(Given exercise 1):
Answer these questions about the post on college mornings:
(a) At what time does the writer arrive for class?
(b) What does the writer get at lunch to feel more awake?
(c) What does the writer pray for God's help with?
(Given exercise 2): Summarize the post on college mornings in two sentences.

(Excerpt):
--- Start ---
Thursday, October 22, 2009

I'm Waking Up

My mornings here at college have fallen into a routine that I am comfortable with:


7:25 Hit Snooze

7:30 Hit Snooze

7:35 Climb out of bed

7:45: Leave for class in what I fell asleep in

8:05 Arrive late for class

9:00 Head to the UC to eat breakfast.. alone usually

9:15 Begin the long journey back to my dorm for some last few minutes of sleep or to finish up some homework or to go to work



Life is a blur until I actually wake up around noon



Today, I sat with a few of my friends for lunch at about 11:45. I wasn't too hungry and still wasn't FULLY awake so I decided to get some coffee to wake me up a little.

As I'm sipping and my friends are eating and small chatter is being made amongst us, I'm looking at the tables that surround us, full of strangers and familiar faces. All of them my peers. All of them with the same goal as me: an education. I'm thinking about these people in a way that I do not often catch myself thinking, but am still aware that I do constantly.

"She is too tan." "He has funny hair." "She's in that one sorority, she must be really mean." "That guy over there is sitting alone, he must not have any friends"

As I become more aware of the thoughts I am thinking and realize how much I judge these people that I don't even know. I pray to God that He will help me control my negative thoughts of people. I know that this negative part of me can disappear with His help. I want to think of every one as people. Not the girl with the orange skin or the boy with the nasty hair. I want to think of them as people with hearts and minds like mine. I want to be able to love anyone.

Thank you, Carmel Macchiato, for waking me up and opening my eyes.
--- End ---
Collected data:
--- Start ---
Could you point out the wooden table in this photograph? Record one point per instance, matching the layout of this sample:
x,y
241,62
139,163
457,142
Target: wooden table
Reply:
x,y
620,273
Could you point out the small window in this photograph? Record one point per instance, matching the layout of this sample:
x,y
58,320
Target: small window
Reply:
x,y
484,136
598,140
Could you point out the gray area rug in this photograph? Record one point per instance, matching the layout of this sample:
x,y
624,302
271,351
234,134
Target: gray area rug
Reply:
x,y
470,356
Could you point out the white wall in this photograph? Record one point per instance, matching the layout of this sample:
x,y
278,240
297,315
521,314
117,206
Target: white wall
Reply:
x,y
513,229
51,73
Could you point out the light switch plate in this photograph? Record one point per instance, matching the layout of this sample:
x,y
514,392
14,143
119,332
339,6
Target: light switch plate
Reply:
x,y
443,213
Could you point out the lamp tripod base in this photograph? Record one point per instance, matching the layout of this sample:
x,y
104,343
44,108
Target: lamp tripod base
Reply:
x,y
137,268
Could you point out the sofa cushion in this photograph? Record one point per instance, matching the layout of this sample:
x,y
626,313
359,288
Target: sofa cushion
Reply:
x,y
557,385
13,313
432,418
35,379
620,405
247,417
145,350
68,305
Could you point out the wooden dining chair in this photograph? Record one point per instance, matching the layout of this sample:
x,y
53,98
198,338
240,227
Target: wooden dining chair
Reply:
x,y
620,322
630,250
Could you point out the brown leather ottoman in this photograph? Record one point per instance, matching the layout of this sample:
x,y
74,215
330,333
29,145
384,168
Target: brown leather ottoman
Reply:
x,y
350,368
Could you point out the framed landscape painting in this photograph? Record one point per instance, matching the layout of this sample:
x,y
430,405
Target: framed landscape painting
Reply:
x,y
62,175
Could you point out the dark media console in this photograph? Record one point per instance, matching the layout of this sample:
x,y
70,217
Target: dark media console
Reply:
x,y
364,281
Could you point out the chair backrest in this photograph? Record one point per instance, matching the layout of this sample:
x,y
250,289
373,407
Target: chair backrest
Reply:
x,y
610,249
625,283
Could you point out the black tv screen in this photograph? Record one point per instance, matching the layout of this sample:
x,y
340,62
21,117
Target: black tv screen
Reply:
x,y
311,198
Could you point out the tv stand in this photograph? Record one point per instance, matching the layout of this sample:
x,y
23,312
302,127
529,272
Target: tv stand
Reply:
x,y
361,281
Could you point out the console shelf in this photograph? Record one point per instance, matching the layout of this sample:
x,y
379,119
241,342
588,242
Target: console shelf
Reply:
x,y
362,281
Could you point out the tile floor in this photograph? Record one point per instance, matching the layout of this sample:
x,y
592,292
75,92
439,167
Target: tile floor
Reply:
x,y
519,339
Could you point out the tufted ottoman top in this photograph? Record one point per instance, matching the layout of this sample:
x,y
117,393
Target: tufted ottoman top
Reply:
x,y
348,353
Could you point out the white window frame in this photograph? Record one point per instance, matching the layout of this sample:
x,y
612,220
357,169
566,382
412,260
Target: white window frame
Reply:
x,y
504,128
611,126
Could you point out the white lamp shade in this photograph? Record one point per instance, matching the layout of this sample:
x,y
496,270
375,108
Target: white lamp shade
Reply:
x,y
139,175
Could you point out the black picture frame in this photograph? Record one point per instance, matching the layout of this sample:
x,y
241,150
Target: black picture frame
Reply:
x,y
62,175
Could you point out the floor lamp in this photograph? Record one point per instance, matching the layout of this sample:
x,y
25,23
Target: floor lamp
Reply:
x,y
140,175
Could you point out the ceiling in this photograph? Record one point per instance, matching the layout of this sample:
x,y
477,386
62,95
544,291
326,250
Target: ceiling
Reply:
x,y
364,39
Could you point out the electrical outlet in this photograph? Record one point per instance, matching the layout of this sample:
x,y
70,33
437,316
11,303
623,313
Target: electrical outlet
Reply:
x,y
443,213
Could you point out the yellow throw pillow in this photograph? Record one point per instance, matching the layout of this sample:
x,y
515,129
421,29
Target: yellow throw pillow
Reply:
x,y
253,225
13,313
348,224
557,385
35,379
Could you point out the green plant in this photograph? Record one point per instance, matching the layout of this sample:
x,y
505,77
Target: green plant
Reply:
--- End ---
(Written answer 1):
(a) 8:05, late for class.
(b) Coffee.
(c) Controlling negative thoughts of people.

(Written answer 2): The writer describes a morning routine at college of hitting snooze, arriving late for class and usually eating breakfast alone, with life a blur until waking up around noon. Over coffee at lunch, the writer notices judging strangers at the surrounding tables, prays for God's help in controlling those negative thoughts, and wants to think of everyone as people and be able to love anyone.